_Goal_. Reproduce the following records exactly from the line containing "Note to the class: identify the wrist" onward, ending with the last line and including it.

_Point annotations for photos_.
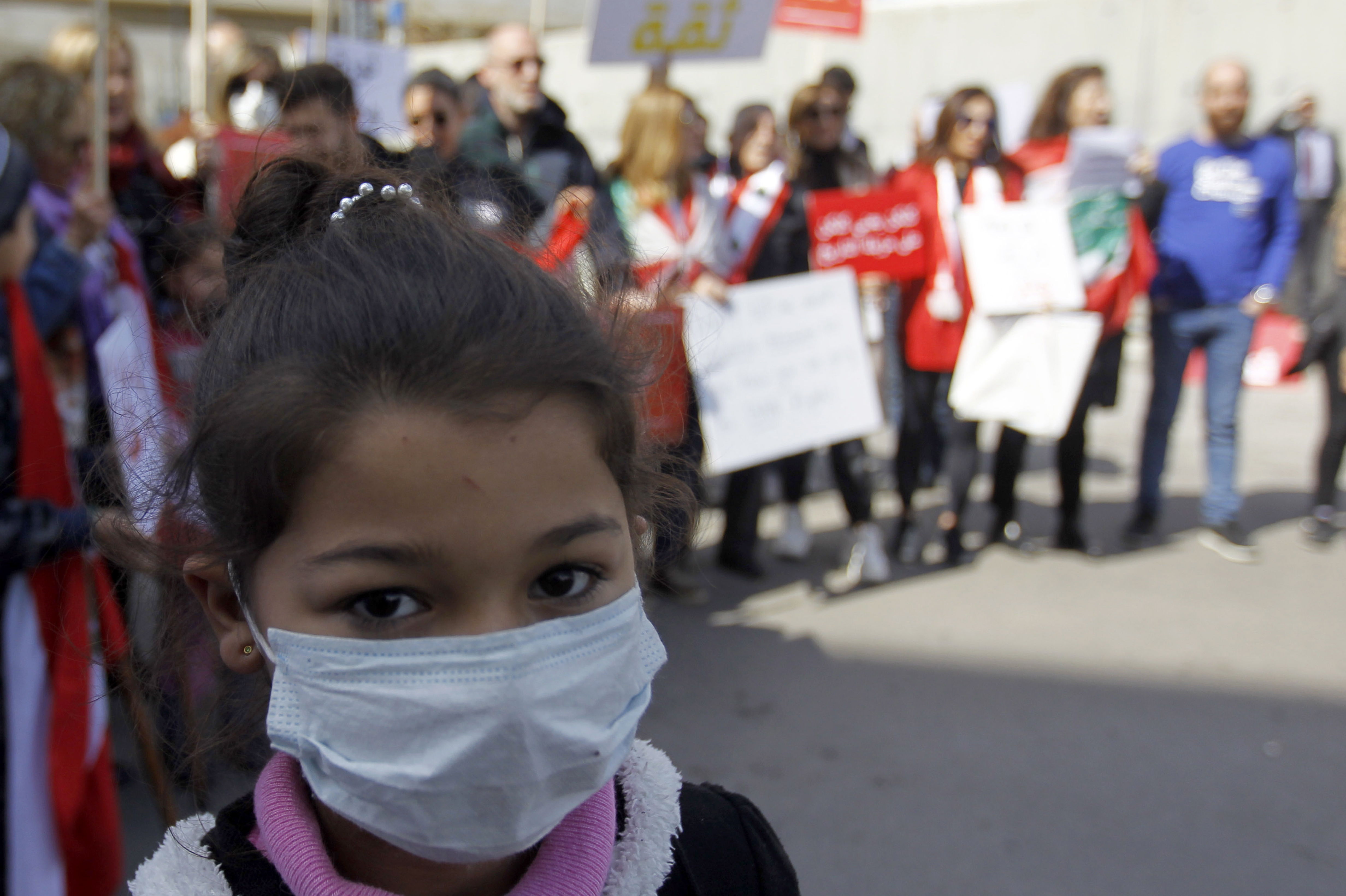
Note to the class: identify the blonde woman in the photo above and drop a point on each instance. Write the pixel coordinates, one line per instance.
(674, 228)
(149, 198)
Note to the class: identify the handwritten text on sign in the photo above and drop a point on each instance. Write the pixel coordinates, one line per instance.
(869, 232)
(783, 369)
(636, 31)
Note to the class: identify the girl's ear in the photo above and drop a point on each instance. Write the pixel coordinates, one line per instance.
(208, 578)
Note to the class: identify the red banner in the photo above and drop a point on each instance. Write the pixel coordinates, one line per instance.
(240, 157)
(838, 17)
(877, 232)
(665, 396)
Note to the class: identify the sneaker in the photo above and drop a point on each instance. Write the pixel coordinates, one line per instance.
(1141, 528)
(796, 541)
(1229, 541)
(908, 543)
(874, 565)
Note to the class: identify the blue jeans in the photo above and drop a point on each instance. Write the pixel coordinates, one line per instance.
(1224, 331)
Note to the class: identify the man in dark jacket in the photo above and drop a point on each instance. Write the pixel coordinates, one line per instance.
(516, 126)
(495, 200)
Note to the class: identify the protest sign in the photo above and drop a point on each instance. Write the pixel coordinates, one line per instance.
(1025, 370)
(835, 17)
(377, 75)
(629, 31)
(1021, 258)
(879, 231)
(781, 369)
(1099, 159)
(142, 427)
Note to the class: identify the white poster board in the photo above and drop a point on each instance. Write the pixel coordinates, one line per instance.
(651, 30)
(1025, 370)
(377, 73)
(142, 427)
(1099, 159)
(781, 369)
(1021, 258)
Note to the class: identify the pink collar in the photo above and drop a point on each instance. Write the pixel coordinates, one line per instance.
(571, 862)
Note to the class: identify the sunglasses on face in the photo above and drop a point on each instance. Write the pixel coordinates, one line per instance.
(967, 122)
(817, 114)
(517, 65)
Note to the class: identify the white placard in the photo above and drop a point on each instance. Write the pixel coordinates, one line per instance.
(783, 369)
(1099, 159)
(651, 30)
(142, 428)
(377, 73)
(1021, 258)
(1025, 370)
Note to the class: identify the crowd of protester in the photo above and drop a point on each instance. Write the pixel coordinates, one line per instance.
(1229, 224)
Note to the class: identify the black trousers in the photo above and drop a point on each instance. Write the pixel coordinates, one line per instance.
(925, 400)
(1071, 469)
(743, 498)
(1335, 442)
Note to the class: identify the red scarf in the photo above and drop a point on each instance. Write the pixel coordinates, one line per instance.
(84, 797)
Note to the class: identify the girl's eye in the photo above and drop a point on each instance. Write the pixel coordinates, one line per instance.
(563, 583)
(385, 606)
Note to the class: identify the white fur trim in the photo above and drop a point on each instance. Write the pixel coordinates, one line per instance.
(644, 855)
(641, 859)
(181, 866)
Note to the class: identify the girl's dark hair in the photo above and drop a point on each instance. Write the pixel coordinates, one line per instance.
(396, 303)
(1050, 119)
(939, 146)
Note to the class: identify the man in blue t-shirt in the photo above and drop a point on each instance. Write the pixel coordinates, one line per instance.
(1225, 240)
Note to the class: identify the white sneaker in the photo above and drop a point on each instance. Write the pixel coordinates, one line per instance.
(796, 541)
(875, 565)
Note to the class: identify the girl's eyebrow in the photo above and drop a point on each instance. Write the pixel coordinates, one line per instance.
(402, 555)
(567, 533)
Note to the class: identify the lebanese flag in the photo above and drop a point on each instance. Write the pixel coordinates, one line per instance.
(753, 210)
(79, 797)
(1114, 291)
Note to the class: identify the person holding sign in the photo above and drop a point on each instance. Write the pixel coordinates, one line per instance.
(817, 162)
(1228, 229)
(63, 831)
(1118, 261)
(672, 224)
(962, 163)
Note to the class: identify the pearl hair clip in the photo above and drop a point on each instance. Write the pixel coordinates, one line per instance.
(367, 189)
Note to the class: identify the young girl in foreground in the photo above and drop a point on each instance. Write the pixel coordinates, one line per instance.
(418, 457)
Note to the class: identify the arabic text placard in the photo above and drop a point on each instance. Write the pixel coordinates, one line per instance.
(651, 30)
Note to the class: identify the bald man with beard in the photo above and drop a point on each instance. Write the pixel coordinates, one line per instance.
(1225, 237)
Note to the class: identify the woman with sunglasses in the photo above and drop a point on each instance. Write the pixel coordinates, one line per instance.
(816, 162)
(672, 225)
(960, 165)
(1118, 261)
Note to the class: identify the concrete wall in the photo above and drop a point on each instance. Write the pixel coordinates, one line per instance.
(912, 49)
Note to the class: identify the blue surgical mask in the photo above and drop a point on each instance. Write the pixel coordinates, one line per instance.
(464, 748)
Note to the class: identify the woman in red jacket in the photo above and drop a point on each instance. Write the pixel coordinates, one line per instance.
(960, 165)
(1118, 263)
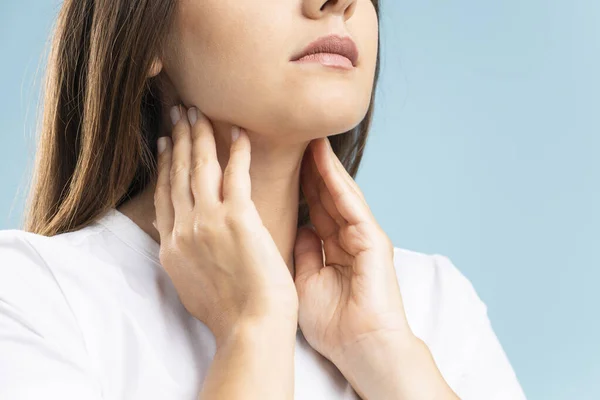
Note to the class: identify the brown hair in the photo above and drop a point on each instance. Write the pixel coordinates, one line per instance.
(101, 114)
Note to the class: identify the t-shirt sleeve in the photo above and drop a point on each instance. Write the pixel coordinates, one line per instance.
(486, 372)
(41, 350)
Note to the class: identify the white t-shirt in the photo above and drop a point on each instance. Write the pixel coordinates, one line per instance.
(91, 315)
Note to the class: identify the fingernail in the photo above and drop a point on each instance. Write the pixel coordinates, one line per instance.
(235, 133)
(175, 114)
(193, 115)
(162, 144)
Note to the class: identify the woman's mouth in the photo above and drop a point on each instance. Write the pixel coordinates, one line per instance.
(327, 59)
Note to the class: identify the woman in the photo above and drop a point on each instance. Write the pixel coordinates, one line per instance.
(192, 266)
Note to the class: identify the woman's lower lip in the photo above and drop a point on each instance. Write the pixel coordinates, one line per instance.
(328, 60)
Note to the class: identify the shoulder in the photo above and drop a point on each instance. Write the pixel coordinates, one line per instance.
(445, 311)
(440, 302)
(29, 288)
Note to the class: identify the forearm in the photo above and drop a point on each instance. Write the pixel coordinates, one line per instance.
(393, 369)
(254, 362)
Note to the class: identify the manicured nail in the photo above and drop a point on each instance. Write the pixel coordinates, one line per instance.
(162, 144)
(175, 114)
(235, 133)
(193, 115)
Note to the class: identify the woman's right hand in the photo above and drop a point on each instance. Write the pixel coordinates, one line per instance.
(222, 260)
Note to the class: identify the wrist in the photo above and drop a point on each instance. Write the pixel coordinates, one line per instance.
(272, 328)
(395, 367)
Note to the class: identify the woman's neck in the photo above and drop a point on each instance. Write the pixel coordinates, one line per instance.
(275, 176)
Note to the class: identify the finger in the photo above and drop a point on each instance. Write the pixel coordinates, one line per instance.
(324, 196)
(236, 177)
(320, 218)
(347, 202)
(206, 171)
(183, 200)
(347, 177)
(162, 194)
(308, 255)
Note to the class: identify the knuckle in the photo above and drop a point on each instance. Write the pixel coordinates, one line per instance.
(179, 132)
(178, 168)
(181, 237)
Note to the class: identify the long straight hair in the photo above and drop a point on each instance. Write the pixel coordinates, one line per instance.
(101, 114)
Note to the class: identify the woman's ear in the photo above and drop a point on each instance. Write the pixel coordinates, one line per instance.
(155, 68)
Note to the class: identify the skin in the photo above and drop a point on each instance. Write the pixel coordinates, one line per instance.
(350, 308)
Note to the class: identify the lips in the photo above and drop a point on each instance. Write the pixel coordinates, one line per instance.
(331, 44)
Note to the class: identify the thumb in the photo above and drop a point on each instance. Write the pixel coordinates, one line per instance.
(308, 254)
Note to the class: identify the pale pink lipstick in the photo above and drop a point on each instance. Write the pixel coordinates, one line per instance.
(330, 51)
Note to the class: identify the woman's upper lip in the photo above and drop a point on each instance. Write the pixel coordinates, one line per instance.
(342, 45)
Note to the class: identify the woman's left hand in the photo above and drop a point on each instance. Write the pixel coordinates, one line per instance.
(350, 306)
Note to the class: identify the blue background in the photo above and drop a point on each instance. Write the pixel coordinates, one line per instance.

_Answer to the task_.
Note to the class: identify the wrist in the photo above and drop a point on each instance. Write the pixel coordinates, one line per instance.
(272, 328)
(395, 367)
Note to the class: identify the woman's neck in the photo above and drop a point on each instance. Write the pixel coordinates, one line per instance.
(275, 176)
Note to the class: identify the finger in the photo above and drop a point on each instance. Write the pixel coordinates, one line per instance.
(324, 196)
(236, 177)
(320, 218)
(347, 202)
(206, 171)
(183, 200)
(347, 177)
(162, 194)
(308, 255)
Note to the class: identify the knuckle in the photo above and drop a point on each instance. Write the pixel coordinates, one line per instance.
(179, 132)
(178, 168)
(181, 237)
Note to the class: identify the long straight hair in the photo above and drop a point on each instance. Write the pixel coordinates, one line per instance.
(101, 114)
Note to the class: identify the woman's ear in the photo above and drop a point on each instance. Write the pixel coordinates, one line per instance.
(155, 68)
Note to the class: identify the skin in the photo above and drop a point on each instance. Write the pixel coordinates, one line per instance.
(350, 308)
Note to the class: identify the lips in the photo above and drop a point on each instance. Write the pixel coordinates, one line per instance.
(331, 44)
Note to the class: identify the thumb in the photo above and drop a point on each instance. Write the pixel coordinates, one line per instance.
(308, 254)
Note to the class: identify the pale pink lipstick in the photo above and drop a point on each instance. Write the pixel coordinates, one line per instance.
(330, 51)
Note to the class: identify the woman's upper lip in the photo above and drop a point on each instance. Write the pixel coordinates, one line per instance.
(342, 45)
Note to the class: identify the woman's left hand in the photo above and drop a point on each instance. Write the pixel coordinates, one line per instance.
(350, 306)
Note to the class: identify the blue background in the photo above and drop a point on each instance. Write the pixel coordinates, one line per instance.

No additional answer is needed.